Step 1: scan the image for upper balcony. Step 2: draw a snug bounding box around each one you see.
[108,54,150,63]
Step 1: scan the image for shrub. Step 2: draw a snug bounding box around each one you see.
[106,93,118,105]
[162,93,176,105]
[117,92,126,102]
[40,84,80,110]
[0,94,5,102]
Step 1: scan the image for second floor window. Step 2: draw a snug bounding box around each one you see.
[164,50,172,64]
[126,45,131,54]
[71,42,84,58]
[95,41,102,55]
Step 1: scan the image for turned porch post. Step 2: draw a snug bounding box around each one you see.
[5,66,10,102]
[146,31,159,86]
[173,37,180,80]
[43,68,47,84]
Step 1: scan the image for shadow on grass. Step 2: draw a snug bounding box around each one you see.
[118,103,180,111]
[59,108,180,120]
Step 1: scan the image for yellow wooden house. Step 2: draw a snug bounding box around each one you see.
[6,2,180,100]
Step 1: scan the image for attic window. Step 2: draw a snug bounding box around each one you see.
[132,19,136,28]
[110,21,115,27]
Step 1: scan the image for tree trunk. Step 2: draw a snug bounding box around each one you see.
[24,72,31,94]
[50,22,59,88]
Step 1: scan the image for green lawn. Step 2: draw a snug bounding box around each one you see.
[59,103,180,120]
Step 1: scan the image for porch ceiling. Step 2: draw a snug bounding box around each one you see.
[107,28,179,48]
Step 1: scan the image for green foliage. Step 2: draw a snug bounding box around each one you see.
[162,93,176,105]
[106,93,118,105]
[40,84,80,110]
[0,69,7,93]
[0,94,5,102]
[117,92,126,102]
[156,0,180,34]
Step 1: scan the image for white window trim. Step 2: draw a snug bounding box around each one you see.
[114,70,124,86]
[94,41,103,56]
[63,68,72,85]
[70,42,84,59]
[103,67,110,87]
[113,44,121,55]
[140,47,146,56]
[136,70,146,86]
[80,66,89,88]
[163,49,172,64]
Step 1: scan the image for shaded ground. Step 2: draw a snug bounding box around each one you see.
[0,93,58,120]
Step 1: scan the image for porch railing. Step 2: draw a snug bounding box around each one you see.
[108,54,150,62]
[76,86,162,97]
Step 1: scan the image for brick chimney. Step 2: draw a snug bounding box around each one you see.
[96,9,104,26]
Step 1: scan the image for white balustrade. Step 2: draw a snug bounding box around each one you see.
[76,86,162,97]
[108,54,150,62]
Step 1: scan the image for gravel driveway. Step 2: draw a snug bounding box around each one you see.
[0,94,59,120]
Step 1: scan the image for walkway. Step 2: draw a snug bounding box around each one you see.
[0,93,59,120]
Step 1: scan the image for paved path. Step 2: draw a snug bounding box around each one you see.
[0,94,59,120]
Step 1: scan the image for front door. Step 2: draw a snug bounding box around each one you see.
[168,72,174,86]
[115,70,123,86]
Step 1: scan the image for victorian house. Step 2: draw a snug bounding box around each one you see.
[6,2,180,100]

REQUIRED ACTION »
Each line of the material above should be restated word for word.

RESPONSE TO THE EXERCISE »
Step 1: scan the image for upper balcony. Step 2: draw a snug bounding box around each one you see.
[108,54,150,63]
Step 1: scan the image for shrub. Step 2: draw a snug bounding box around each one you see.
[106,93,118,105]
[162,93,176,105]
[117,92,126,102]
[40,84,80,110]
[0,94,5,102]
Step 1: scan the image for second floor window. Step 2: draw a snug bounding box around each one you see.
[164,50,172,64]
[126,45,131,54]
[71,42,84,58]
[95,41,102,55]
Step 1: scan the image for turned porch post. Step 2: draw a snug bounding box around each one you see.
[5,66,10,102]
[146,31,159,86]
[173,37,180,80]
[43,68,47,84]
Step 1: scan the image for shadow on grass. Step 2: draw a snug bounding box around each one you see.
[118,103,180,111]
[59,108,180,120]
Step 1: scan the image for yellow wooden house. Step 2: draw a snug bounding box around each one you see.
[6,2,180,100]
Step 1: scan the image for attic window. Step 2: draw a snug bounding box around each one you see.
[132,19,136,28]
[110,21,115,27]
Step 1: scan the image for tree trunk. Step 2: draw a snug bounding box around each one you see.
[24,72,31,94]
[50,22,59,88]
Step 1: scan the image for green lawn. Step 2: draw a snug bounding box around each one you see.
[59,103,180,120]
Step 1: scan the image for porch ceiling. Step 2: draw a snug bounding box around each one you see.
[107,28,179,48]
Step 1: scan the image for green foliage. Step 2: draw a snug bounding box around each one you see.
[162,93,176,105]
[106,93,118,105]
[40,84,80,110]
[0,69,7,93]
[0,94,5,102]
[117,92,126,102]
[156,0,180,34]
Step 1: scan the image for white window trim. Step 2: draw a snug bounding box around each one you see.
[114,70,124,86]
[94,41,103,56]
[63,68,72,85]
[70,42,84,59]
[103,67,110,87]
[113,44,121,55]
[140,47,146,56]
[136,70,146,86]
[80,66,89,88]
[163,49,172,64]
Step 1: scan the image for shaded ground. Step 2: draw a snug bounding box around each one you see.
[0,93,58,120]
Step 1: scan the image for porch railing. Step 2: draw a snug bounding box around each one you see.
[108,54,150,62]
[76,86,162,97]
Step 1: scan the image for brick chimney. Step 2: draw a snug bounding box around each one you see.
[96,9,104,26]
Step 1: scan the image for white balustrade. Step 2: draw a snug bounding box around each one you see.
[76,86,162,97]
[108,54,150,62]
Step 1: scan the image for gravel driveway. Step 2: draw a snug bounding box around each one you see.
[0,94,59,120]
Step 1: scan the image for walkway. Step 2: draw a snug bounding box around each one you see.
[0,93,59,120]
Step 1: scan the image for paved path. Step 2: draw a snug bounding box around each one you see.
[0,94,59,120]
Step 1: scan the image for front door. Step 2: draw a snug bounding box around each one you see.
[168,72,174,86]
[115,70,123,86]
Step 1: scan the image for victorian house. Step 2: draw a snug bounding box around each one you see.
[6,2,180,100]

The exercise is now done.